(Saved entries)
◆ ◆ ◆ ◆ ◆

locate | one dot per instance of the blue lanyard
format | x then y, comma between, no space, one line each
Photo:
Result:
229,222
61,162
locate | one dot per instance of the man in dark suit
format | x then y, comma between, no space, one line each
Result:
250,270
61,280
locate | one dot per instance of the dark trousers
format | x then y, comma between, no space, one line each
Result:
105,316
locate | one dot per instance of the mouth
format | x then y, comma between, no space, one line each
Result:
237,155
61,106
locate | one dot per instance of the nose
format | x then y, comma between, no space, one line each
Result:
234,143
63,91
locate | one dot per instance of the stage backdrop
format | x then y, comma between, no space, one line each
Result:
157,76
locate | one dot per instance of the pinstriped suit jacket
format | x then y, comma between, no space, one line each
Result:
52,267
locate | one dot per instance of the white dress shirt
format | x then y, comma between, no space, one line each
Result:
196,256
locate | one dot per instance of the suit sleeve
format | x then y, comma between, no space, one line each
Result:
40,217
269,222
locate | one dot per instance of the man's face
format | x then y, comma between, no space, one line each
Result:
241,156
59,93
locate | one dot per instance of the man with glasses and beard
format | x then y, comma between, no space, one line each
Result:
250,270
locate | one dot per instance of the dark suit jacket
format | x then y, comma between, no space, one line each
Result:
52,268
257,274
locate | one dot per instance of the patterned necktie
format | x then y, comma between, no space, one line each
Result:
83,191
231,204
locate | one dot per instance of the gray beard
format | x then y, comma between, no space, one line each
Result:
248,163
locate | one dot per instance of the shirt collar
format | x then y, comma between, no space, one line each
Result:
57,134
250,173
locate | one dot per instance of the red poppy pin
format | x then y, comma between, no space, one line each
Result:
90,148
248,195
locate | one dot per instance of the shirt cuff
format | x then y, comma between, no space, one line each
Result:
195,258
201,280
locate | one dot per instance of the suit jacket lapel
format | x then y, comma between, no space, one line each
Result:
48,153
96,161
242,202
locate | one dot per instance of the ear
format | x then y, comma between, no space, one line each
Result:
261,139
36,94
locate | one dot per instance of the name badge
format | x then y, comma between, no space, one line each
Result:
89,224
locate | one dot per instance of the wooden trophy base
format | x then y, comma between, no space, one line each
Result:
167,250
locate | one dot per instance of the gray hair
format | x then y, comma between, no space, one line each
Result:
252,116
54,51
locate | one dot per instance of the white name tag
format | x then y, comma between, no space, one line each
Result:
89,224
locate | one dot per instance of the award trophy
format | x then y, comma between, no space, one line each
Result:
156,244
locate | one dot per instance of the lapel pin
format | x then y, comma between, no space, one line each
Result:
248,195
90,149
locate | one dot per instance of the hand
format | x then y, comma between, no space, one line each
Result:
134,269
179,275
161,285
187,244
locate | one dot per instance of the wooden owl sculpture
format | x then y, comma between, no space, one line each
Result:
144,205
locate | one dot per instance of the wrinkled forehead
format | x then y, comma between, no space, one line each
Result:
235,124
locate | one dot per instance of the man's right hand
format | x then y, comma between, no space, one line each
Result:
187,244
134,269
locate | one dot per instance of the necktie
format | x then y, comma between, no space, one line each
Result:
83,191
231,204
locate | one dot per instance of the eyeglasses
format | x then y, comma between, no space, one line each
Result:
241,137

◆ ◆ ◆ ◆ ◆

### Brief
All of the data above should be transcribed exactly.

### Solution to this task
locate | one dot per instance of the blue lanyard
format | x then y, comma between, no space, one line each
Photo:
Result:
229,222
61,162
locate | one dot per instance of the man in dark suit
format | x then y, comma between, no space, one line each
Result:
250,270
61,280
locate | one dot per instance of the dark trousers
format | x then y, comma between, no space, one line each
Result:
105,316
locate | one dot per instance of the mouth
format | x then y, comma between, no space, one line each
Result:
237,155
61,106
locate | one dot per instance of the nose
format | x then y, comma between, no space, one line each
Result:
234,143
63,91
locate | one dot per instance of the stage backdrop
format | x then y, comma between, no space, one line each
Result:
157,76
locate | one dot per instance of the pinstriped suit jacket
format | x then y, comma between, no space, one line each
Result:
52,267
locate | one dot per instance of the white dress shirt
format | x then y, comma between, no space, one line each
Result:
196,256
locate | one dot per instance of the suit sleeve
format | x then y, comma between, no space, one line each
Result:
40,217
269,222
locate | one dot per instance of the man's face
format | x then y, comma between, no space, one line each
Result:
241,156
59,93
locate | one dot per instance of the man with glasses and beard
format | x then y, comma between, no space, one line each
Result:
250,270
locate | one dot per instance of the dark suit jacket
format | x then y, comma between, no space, one line each
Result:
52,268
257,274
locate | one dot per instance of the patterned necktie
format | x then y, comma between, no space, one line each
Result:
83,191
231,204
locate | one dot per instance of the gray beard
format | x then y, comma between, no space, one line each
Result:
248,163
locate | one dot per instance of the shirt collar
format | x then y, comma between, no space, one line each
Result:
57,134
250,173
locate | one dot per instance of the red poppy pin
format | x then y, comma between, no space, one line each
Result:
90,148
248,195
locate | one dot per instance of the shirt cuff
format | x then y, comma between, no space, one line each
Result:
195,258
201,280
locate | one dot per instance of the suit jacket lapel
format | x then y, comma between, no space, one line each
Result:
48,153
96,161
242,202
locate | one dot per instance of the ear
format | x then y, comma between, no space, one line each
Result:
261,139
36,94
locate | one dot per instance of the name badge
format | x then y, comma between, no space, one line each
Result:
89,224
locate | one dot per instance of the wooden trophy base
format | x then y, comma between, no space, one line each
Result:
167,250
locate | one dot per instance of the gray hair
format | x then y, comma between, no space, one line each
Result:
252,116
54,51
locate | one dot per instance of the white name tag
format | x then y, comma between, no space, one line each
Result:
89,224
locate | one dot per instance of the award trophy
format | x then y, comma between, no space, one line each
Result:
156,244
locate | one dot per instance of the lapel pin
format | x then y, comma between, no space, one line each
Result:
248,195
90,149
locate | one dot per instance of the hand
format | x then y, comma between, no space, one line each
Result:
134,269
179,275
161,285
187,244
locate | one dot per instance of the wooden owl sculpture
format | x then y, comma between, no space, one line each
Result:
144,205
locate | one dot per instance of the wrinkled forehead
format | x then y, comma between, no space, one line each
Result:
235,124
locate | one dot per instance of the man's right hand
format | x then y, comma between, no space, one line each
Result:
187,244
134,269
locate | one dot per instance of the necktie
format | x then y, comma between, no space, one line each
Result:
83,191
231,204
locate | one dot per instance of the eyeglasses
format | x then y, comma between, no space, one line each
Result:
241,137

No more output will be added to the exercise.